** Start Records for the task **

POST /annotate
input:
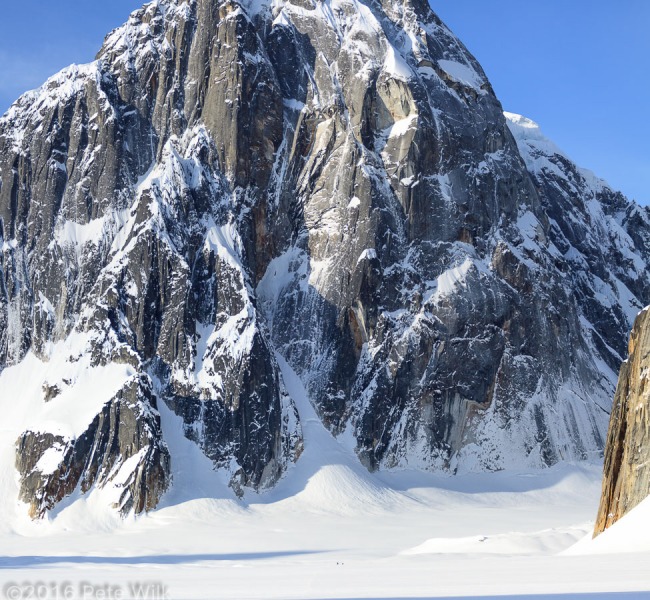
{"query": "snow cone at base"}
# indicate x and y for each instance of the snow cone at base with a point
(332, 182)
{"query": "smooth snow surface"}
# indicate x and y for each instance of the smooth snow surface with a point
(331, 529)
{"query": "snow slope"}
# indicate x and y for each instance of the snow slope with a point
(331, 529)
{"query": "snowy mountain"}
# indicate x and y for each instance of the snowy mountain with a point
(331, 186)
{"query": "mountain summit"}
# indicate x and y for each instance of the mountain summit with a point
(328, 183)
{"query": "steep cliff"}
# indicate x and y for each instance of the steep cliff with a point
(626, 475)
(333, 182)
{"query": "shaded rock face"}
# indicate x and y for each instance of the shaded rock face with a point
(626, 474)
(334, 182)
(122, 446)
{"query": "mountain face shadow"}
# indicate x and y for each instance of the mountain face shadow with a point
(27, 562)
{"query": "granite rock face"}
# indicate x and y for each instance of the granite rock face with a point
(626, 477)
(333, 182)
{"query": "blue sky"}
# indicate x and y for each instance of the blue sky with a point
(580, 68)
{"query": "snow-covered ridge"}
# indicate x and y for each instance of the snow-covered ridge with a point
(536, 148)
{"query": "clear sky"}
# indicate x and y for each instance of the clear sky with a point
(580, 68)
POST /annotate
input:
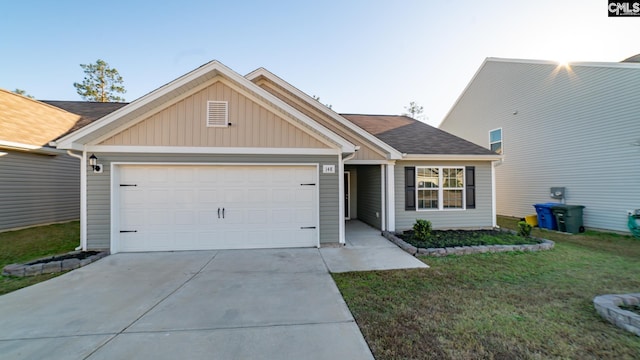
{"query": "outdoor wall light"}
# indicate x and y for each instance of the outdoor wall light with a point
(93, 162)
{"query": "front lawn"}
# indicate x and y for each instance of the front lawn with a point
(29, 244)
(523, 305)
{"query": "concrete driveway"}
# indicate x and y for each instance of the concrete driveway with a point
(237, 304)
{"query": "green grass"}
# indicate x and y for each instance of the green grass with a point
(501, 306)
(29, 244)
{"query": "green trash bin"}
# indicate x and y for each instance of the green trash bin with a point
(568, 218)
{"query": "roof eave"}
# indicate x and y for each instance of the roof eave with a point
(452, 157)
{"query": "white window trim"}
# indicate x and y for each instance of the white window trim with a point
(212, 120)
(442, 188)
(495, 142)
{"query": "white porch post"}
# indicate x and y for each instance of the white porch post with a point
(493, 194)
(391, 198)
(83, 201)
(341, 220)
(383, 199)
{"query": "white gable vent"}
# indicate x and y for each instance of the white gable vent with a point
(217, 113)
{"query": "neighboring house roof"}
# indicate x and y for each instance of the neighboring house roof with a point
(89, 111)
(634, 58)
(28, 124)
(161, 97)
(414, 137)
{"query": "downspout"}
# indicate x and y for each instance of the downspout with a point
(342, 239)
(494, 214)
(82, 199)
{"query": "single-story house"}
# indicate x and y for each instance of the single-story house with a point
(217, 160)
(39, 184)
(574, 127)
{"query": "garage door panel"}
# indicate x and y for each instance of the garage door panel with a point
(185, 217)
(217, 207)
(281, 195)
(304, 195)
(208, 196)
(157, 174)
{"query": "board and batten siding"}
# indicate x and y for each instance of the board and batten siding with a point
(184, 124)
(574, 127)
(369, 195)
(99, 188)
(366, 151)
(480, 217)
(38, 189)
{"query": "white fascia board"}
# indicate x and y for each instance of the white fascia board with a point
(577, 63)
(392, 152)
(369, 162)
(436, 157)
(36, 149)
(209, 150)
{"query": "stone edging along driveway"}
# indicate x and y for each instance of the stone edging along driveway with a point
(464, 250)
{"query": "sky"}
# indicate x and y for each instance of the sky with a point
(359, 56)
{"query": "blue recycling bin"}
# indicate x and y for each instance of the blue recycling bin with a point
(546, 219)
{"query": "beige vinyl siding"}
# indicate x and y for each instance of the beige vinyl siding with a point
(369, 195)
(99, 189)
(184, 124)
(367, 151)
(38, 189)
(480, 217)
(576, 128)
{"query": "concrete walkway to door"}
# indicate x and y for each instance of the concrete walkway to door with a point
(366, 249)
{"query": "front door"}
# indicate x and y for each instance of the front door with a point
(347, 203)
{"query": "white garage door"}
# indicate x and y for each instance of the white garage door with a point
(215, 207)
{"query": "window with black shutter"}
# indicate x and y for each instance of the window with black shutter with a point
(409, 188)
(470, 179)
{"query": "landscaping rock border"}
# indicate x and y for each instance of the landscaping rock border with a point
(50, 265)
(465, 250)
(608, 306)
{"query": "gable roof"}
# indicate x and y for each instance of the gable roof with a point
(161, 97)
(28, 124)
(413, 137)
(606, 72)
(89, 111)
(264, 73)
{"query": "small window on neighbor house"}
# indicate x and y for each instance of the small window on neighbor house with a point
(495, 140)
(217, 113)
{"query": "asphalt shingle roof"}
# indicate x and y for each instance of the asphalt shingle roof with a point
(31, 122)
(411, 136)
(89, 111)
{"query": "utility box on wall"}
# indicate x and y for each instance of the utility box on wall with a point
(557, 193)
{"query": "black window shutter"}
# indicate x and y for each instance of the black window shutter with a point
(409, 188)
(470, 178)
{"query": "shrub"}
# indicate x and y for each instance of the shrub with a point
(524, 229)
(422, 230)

** End Records for the task **

Aim: From the listing above, print every entry precisely and drop the pictures.

Result of this exercise:
POST /annotate
input:
{"query": "snow cone at base"}
# indicate x and y for each instance of the snow cone at base with a point
(332, 182)
{"query": "smooth snow surface"}
# indicate x and y for each instance of the smooth snow surface with a point
(331, 529)
{"query": "snow slope"}
# indicate x and y for each instance of the snow slope with a point
(331, 529)
{"query": "snowy mountain"}
# indicate x and y for each instance of the snowy mountain with a point
(331, 186)
{"query": "mountain summit"}
# indicate x and y for each instance of the mountain summit with a point
(328, 183)
{"query": "steep cliff"}
# indicate x and y for each instance of the steep cliff with a point
(626, 475)
(333, 182)
{"query": "shaded rock face"}
# indicate x and y for each instance of the shaded rock face with a point
(626, 474)
(334, 182)
(122, 446)
{"query": "mountain face shadow"}
# indicate x and y for each instance of the mountain face shadow with a point
(27, 562)
{"query": "granite rock face"}
# indicate x and y for each instance of the granite rock face with a point
(626, 477)
(333, 182)
{"query": "blue sky"}
# indicate x and y for each instance of the blue sky with a point
(580, 68)
{"query": "snow-covered ridge"}
# indicate x and y for each instance of the snow-covered ridge with a point
(536, 148)
{"query": "clear sky"}
# indicate x and y for each instance of the clear sky with a point
(580, 68)
POST /annotate
input:
{"query": "outdoor wall light"}
# indicate x and y for each instance of the outdoor wall light with a point
(93, 162)
{"query": "front lawn"}
# indicate x and y for each instance of the front lawn with a point
(29, 244)
(523, 305)
{"query": "concrete driveway"}
# indicate x and y for each instance of the concrete driveway with a point
(237, 304)
{"query": "green grass"}
# indicate x and y for each instance of the green grass with a point
(501, 306)
(29, 244)
{"query": "green trash bin"}
# indicate x and y for each instance of the green trash bin with a point
(568, 218)
{"query": "roof eave"}
# indicate x and y for each instance of the roof eave with a point
(452, 157)
{"query": "white window trim"}
# indicate x and y for each instance of the white window trim with a point
(212, 120)
(442, 188)
(495, 142)
{"query": "white porch post"}
# indicate x and y for each instance of the white porch post with a point
(493, 194)
(391, 198)
(83, 201)
(341, 220)
(383, 199)
{"query": "white gable vent"}
# indicate x and y for each instance of the white gable vent with a point
(217, 113)
{"query": "neighboring house roof"}
# indicate x and y for each instance of the neighboring house roof with a point
(89, 111)
(634, 58)
(28, 124)
(161, 97)
(414, 137)
{"query": "downspout"}
# indicate x and y for each instance of the downspout with a point
(342, 239)
(494, 214)
(82, 199)
{"query": "single-story house"}
# indicate x and y for each instance of the single-story house with a point
(217, 160)
(39, 184)
(574, 127)
{"query": "garage door panel"}
# indicate x and y for each instance of the garage door panel with a point
(185, 217)
(217, 207)
(281, 195)
(304, 195)
(208, 196)
(157, 174)
{"query": "board and batten siding"}
# indicate x and y for each instance of the board and batten siding with a point
(184, 124)
(574, 127)
(369, 195)
(99, 188)
(366, 151)
(480, 217)
(38, 189)
{"query": "white fascia board"}
# indicate x and y for each instance of the white fascia board with a point
(577, 63)
(392, 152)
(369, 162)
(436, 157)
(36, 149)
(209, 150)
{"query": "stone edging along driveway"}
# indicate x and y for each instance of the stone edging along driveway with a point
(464, 250)
{"query": "sky"}
# indicate x and y for each instance of the sky with a point
(359, 56)
{"query": "blue recycling bin"}
# indicate x and y for each instance of the blue recycling bin with a point
(546, 219)
{"query": "beige vinyl siding"}
# indicate x and y for each instance of the beige vinyl siding with a point
(369, 195)
(99, 189)
(184, 124)
(367, 151)
(38, 189)
(480, 217)
(576, 128)
{"query": "concrete walkway to door"}
# indicate x and y for each instance of the concrete walkway to door with a point
(366, 249)
{"query": "front door"}
# indicate x and y for each instance of the front door with a point
(347, 203)
{"query": "white garage door"}
# indicate x and y for each instance of the white garage door with a point
(215, 207)
{"query": "window with black shutter"}
# indicate x and y for each instance of the window with black shutter with a point
(409, 188)
(470, 179)
{"query": "landscaping rock border"}
# indicate x and y for each instance of the landscaping rock border with a point
(50, 265)
(465, 250)
(608, 306)
{"query": "gable roof"}
# indicate x and y for each instance of the gable roof with a point
(161, 97)
(28, 124)
(413, 137)
(606, 72)
(89, 111)
(264, 73)
{"query": "small window on neighbor house"}
# indicate x and y for each instance of the small window on neighbor house with a point
(495, 140)
(217, 113)
{"query": "asphalt shingle roof"}
# indicate x and y for each instance of the asphalt shingle roof with a point
(31, 122)
(411, 136)
(89, 111)
{"query": "utility box on wall"}
# indicate x and y for each instance of the utility box on wall with a point
(557, 193)
{"query": "black window shutter"}
# indicate x and y for each instance of the black window shutter with a point
(409, 188)
(470, 178)
{"query": "shrub"}
# indicate x and y for each instance of the shrub with a point
(524, 229)
(422, 230)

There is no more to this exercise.